MidCentral District Health Board
- Location of the MidCentral DHB (green) in New Zealand
- Formation: 1 January 2001; 25 years ago
- Dissolved: 1 July 2022; 3 years ago
- Purpose: District health board
- Headquarters: Palmerston North, New Zealand
- Chief Executive: Kathryn Cook
- Website: www.midcentraldhb.govt.nz

= MidCentral District Health Board =

Former district health board in New Zealand

MidCentral District Health Board (MidCentral DHB or MCDHB) was a district health board that provided healthcare in the Manawatū region of New Zealand. The DHB covers the Manawatū District, Palmerston North City, Tararua District, Horowhenua District, and the Ōtaki ward of the Kāpiti Coast District. In July 2022, the MidCentral DHB was merged into the national health service Te Whatu Ora.

▸ **EXERCISE INSTRUCTIONS**:
1. Print everything from "MidCentral District Health Board (MidCentral" down to "Te Whatu Ora." in the text on the MidCentral District Health Board.
2. Answer these questions from the text on the MidCentral District Health Board:
(a) In which city was the board headquartered?
(b) On what date was the board formed?
(c) Which ward of the Kāpiti Coast District did the board cover?
3. Using the text on the MidCentral District Health Board, explain why the board is described as a former district health board.
The rows that come next are separate material, unrelated to the text on the MidCentral District Health Board.

▸ **EXCERPTED DATA**:
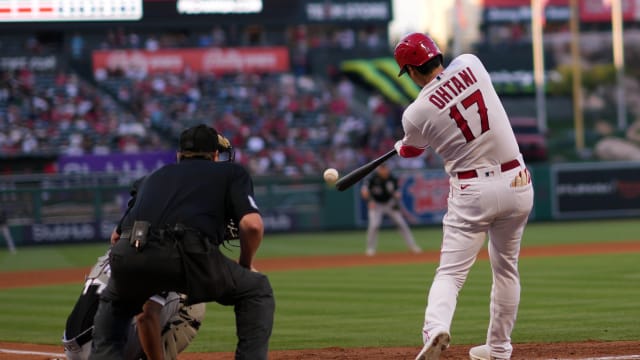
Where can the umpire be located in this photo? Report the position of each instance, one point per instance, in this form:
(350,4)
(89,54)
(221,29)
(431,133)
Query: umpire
(170,242)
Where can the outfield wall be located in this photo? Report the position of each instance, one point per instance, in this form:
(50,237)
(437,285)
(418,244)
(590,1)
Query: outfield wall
(85,208)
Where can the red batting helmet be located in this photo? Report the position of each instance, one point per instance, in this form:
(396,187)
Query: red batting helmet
(415,49)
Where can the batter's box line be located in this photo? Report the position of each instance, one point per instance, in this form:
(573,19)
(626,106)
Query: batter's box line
(26,352)
(623,357)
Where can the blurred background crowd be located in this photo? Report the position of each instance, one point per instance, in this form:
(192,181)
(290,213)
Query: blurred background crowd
(299,121)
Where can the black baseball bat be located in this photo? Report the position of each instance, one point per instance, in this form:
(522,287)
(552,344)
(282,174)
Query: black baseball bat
(356,175)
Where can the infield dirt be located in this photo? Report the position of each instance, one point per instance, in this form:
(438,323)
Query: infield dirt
(522,351)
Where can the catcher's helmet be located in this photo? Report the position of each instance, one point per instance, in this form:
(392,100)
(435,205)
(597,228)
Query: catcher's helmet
(415,49)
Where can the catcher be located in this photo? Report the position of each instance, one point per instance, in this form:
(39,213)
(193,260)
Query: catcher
(167,312)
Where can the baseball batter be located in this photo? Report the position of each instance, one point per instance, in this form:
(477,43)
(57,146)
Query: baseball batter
(459,115)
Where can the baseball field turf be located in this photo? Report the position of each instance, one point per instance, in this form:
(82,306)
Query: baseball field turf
(566,295)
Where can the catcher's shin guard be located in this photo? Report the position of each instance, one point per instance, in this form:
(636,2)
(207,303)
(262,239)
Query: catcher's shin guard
(181,329)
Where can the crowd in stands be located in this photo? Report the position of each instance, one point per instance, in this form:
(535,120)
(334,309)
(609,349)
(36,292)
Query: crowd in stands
(291,124)
(280,124)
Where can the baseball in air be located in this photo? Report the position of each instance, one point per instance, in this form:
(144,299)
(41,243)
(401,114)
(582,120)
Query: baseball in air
(330,175)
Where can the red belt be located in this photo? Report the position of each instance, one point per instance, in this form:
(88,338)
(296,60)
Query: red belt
(470,174)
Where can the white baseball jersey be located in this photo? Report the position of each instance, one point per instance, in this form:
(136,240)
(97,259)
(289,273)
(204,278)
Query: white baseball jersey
(459,115)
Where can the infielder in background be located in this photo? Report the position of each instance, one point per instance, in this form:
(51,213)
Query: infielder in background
(381,192)
(6,232)
(459,115)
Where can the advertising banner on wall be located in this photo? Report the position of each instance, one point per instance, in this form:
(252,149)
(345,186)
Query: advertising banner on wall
(140,163)
(201,60)
(596,190)
(65,232)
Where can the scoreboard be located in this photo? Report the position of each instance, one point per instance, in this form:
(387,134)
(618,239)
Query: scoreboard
(70,10)
(118,10)
(83,14)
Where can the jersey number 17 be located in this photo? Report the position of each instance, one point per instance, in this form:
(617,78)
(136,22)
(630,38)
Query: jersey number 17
(463,124)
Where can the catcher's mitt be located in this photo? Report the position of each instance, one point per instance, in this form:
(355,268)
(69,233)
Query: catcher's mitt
(225,150)
(182,328)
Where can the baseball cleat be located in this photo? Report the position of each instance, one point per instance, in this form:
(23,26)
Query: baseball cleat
(436,344)
(482,352)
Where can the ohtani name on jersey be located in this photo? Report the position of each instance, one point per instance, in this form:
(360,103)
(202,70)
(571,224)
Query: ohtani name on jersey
(452,87)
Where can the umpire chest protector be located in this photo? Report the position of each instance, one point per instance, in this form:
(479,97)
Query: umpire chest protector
(182,208)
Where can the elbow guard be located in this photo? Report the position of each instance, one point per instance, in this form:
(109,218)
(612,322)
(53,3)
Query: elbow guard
(407,151)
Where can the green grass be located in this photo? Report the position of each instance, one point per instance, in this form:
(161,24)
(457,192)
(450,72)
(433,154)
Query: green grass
(337,242)
(563,299)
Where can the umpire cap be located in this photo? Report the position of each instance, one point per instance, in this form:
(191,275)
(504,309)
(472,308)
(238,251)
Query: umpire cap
(199,139)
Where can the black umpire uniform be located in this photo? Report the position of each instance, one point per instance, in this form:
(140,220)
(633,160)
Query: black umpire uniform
(170,242)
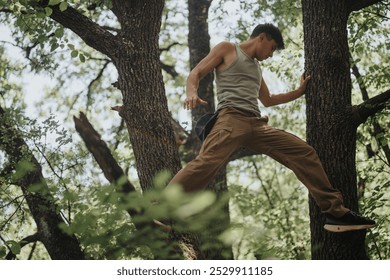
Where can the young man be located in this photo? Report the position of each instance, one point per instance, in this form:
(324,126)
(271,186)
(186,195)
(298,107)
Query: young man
(240,124)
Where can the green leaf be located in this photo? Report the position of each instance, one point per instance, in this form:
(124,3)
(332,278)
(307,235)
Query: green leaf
(82,58)
(3,252)
(63,6)
(14,246)
(48,11)
(74,53)
(59,32)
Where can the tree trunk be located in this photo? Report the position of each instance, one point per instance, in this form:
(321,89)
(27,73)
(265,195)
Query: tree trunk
(145,107)
(330,127)
(199,47)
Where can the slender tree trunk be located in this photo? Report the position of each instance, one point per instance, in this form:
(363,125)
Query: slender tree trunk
(330,128)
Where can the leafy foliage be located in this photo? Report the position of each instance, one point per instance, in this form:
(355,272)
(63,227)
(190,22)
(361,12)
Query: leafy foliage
(269,213)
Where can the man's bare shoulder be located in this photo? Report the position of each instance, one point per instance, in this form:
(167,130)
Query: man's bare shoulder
(224,47)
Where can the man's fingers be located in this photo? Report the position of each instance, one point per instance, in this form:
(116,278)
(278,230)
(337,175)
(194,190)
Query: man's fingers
(192,102)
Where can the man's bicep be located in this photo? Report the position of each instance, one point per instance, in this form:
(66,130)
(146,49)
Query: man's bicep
(264,94)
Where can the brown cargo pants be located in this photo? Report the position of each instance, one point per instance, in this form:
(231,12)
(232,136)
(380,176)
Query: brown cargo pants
(234,129)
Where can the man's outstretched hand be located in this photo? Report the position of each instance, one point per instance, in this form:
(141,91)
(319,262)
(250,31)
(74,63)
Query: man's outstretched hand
(192,101)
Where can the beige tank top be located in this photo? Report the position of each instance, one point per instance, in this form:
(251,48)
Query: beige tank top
(238,86)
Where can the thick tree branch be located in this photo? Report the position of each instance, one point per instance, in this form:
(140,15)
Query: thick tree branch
(377,127)
(25,241)
(356,5)
(370,107)
(91,33)
(41,203)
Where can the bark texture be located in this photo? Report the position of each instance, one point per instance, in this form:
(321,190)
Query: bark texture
(330,127)
(199,47)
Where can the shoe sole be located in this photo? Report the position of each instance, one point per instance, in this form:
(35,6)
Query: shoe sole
(343,228)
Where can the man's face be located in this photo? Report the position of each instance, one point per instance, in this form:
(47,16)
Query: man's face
(266,47)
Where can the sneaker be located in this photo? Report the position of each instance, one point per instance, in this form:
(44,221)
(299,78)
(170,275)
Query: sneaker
(350,221)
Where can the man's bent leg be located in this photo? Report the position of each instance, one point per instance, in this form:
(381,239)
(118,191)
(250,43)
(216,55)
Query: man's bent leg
(222,141)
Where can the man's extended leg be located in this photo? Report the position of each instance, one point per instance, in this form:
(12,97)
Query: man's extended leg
(303,160)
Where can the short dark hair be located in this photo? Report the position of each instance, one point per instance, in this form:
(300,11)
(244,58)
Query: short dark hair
(271,31)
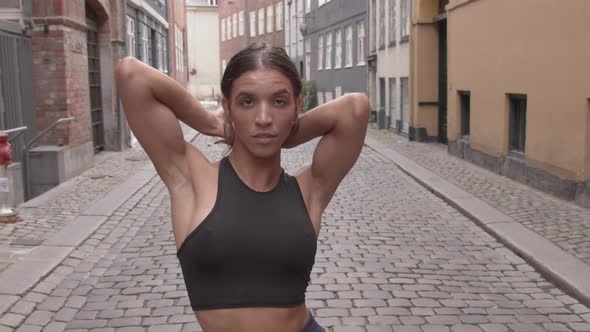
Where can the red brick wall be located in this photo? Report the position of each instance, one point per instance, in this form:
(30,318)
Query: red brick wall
(227,8)
(60,66)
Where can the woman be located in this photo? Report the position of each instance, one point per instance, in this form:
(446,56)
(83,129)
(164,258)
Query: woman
(245,231)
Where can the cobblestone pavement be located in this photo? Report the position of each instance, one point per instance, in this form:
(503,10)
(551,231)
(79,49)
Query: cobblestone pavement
(39,223)
(391,257)
(561,222)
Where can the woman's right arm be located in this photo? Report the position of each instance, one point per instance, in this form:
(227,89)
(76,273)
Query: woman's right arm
(153,103)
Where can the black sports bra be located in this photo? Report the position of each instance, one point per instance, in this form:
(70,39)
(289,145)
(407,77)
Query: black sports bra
(255,249)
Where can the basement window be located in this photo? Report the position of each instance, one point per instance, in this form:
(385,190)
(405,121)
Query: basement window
(517,122)
(465,104)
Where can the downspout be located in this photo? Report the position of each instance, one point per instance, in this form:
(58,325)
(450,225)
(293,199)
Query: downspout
(118,107)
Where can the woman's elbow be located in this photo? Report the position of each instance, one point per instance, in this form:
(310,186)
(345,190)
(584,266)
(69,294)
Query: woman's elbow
(361,108)
(126,69)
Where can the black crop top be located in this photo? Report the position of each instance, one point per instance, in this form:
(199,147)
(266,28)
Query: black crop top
(255,249)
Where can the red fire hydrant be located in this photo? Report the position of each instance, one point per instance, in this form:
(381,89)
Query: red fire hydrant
(7,213)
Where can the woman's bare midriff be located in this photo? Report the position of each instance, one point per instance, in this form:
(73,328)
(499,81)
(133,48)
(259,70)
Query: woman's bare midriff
(253,319)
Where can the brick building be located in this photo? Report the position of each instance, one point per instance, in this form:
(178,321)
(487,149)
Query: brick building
(75,46)
(248,21)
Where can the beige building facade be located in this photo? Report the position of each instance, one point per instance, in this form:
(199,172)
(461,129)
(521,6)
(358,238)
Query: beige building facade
(203,46)
(507,85)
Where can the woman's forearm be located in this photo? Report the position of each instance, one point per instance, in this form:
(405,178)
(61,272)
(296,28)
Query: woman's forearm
(133,74)
(325,118)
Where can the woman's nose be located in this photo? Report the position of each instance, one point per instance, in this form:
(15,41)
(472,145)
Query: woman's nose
(263,115)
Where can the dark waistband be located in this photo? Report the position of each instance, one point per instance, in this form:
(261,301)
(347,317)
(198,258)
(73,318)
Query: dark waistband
(312,325)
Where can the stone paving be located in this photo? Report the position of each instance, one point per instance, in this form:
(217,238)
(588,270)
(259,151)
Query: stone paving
(391,257)
(564,223)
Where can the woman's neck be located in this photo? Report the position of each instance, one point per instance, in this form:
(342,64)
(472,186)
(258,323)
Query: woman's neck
(260,174)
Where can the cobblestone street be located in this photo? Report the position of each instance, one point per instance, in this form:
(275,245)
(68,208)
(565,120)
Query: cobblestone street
(391,256)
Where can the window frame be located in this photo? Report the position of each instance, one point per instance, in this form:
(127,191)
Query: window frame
(338,49)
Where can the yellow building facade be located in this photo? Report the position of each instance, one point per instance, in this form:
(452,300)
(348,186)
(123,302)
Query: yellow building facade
(506,84)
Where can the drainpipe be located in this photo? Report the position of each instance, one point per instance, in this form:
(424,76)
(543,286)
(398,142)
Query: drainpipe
(118,107)
(246,23)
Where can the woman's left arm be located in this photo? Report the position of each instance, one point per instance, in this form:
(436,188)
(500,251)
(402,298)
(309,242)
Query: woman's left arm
(342,124)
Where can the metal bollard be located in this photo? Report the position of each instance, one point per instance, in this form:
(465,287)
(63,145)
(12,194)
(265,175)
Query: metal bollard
(7,213)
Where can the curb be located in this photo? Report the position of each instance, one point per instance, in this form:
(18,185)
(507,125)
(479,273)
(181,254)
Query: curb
(566,271)
(20,277)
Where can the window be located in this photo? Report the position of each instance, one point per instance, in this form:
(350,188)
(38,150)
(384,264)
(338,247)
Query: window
(288,28)
(320,97)
(241,22)
(338,45)
(328,63)
(465,104)
(159,52)
(164,53)
(144,43)
(179,49)
(517,123)
(405,22)
(320,52)
(234,19)
(279,16)
(360,47)
(269,19)
(253,24)
(349,46)
(307,59)
(392,113)
(381,24)
(130,36)
(300,10)
(404,103)
(261,21)
(223,29)
(392,12)
(373,27)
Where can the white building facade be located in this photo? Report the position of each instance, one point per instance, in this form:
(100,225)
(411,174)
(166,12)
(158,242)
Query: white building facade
(389,63)
(203,49)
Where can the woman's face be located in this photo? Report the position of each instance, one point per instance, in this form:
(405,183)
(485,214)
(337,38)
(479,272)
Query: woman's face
(262,111)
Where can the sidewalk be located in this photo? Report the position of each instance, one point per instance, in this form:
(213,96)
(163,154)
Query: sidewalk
(53,224)
(553,235)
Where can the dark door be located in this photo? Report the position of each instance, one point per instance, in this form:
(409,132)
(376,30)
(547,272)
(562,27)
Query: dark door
(94,86)
(442,81)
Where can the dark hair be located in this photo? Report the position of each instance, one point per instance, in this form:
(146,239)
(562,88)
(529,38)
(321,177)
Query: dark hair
(255,56)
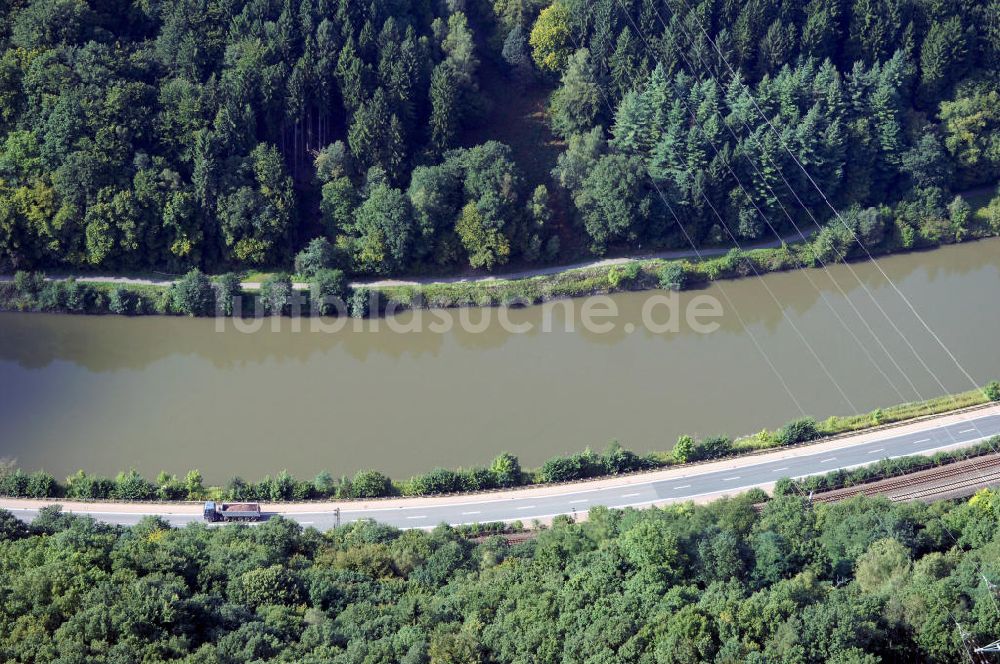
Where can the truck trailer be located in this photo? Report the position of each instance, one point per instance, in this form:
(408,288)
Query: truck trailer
(231,511)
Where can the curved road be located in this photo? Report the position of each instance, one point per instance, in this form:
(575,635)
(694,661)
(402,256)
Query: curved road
(701,482)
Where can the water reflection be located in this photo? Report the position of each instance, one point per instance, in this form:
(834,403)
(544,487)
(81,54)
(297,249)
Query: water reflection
(108,392)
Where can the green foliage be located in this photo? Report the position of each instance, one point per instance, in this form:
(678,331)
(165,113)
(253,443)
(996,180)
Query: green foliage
(371,484)
(683,450)
(797,431)
(275,293)
(824,583)
(328,292)
(713,447)
(192,294)
(506,469)
(674,276)
(318,255)
(550,38)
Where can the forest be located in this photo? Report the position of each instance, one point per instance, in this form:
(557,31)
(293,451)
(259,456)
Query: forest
(230,134)
(857,582)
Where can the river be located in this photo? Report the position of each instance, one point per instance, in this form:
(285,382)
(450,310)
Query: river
(109,393)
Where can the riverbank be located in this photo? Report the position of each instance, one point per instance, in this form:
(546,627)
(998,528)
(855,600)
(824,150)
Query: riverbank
(504,473)
(941,438)
(884,232)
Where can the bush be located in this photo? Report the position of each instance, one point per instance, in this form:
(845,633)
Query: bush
(192,294)
(318,255)
(28,284)
(52,296)
(506,470)
(132,486)
(673,276)
(324,485)
(439,480)
(120,301)
(41,485)
(227,287)
(275,293)
(371,484)
(713,447)
(683,450)
(78,296)
(14,484)
(328,292)
(88,487)
(623,275)
(358,304)
(560,469)
(797,431)
(617,460)
(478,479)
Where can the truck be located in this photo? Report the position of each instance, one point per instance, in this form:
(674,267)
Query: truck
(231,511)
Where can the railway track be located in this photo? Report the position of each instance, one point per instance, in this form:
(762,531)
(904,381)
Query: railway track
(953,480)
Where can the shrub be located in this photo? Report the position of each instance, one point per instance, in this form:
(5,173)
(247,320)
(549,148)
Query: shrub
(506,470)
(478,479)
(358,304)
(616,460)
(282,487)
(14,484)
(192,294)
(324,485)
(132,486)
(52,296)
(89,487)
(439,480)
(41,485)
(78,296)
(371,484)
(28,284)
(120,301)
(713,447)
(797,431)
(239,489)
(275,293)
(318,255)
(623,275)
(561,469)
(169,487)
(328,292)
(683,450)
(227,287)
(673,276)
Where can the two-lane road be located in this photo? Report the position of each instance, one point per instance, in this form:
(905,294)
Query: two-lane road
(673,485)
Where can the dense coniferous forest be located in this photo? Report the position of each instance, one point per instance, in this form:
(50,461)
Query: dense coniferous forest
(225,134)
(858,582)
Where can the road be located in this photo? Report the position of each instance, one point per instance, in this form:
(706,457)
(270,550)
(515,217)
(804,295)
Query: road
(700,482)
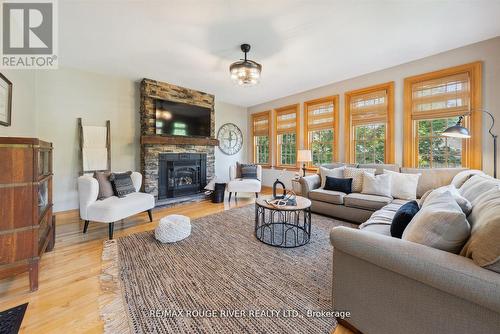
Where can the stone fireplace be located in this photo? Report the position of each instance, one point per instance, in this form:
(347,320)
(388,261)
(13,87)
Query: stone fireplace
(174,168)
(181,174)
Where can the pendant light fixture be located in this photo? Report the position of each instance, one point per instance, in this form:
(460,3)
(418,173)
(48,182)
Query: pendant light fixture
(245,72)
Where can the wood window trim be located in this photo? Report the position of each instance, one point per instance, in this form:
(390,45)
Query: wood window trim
(389,133)
(335,126)
(277,112)
(472,148)
(268,115)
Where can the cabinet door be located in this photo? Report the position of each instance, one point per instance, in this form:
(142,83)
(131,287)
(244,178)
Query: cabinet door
(16,207)
(16,246)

▸ **ANSWERS FOR EACH ITEM**:
1.
MidCentral District Health Board (MidCentral DHB or MCDHB) was a district health board that provided healthcare in the Manawatū region of New Zealand. The DHB covers the Manawatū District, Palmerston North City, Tararua District, Horowhenua District, and the Ōtaki ward of the Kāpiti Coast District. In July 2022, the MidCentral DHB was merged into the national health service Te Whatu Ora.

2.
(a) Palmerston North, New Zealand.
(b) 1 January 2001.
(c) The Ōtaki ward.

3. In July 2022 the MidCentral DHB was merged into the national health service Te Whatu Ora. Its dissolution date is given as 1 July 2022.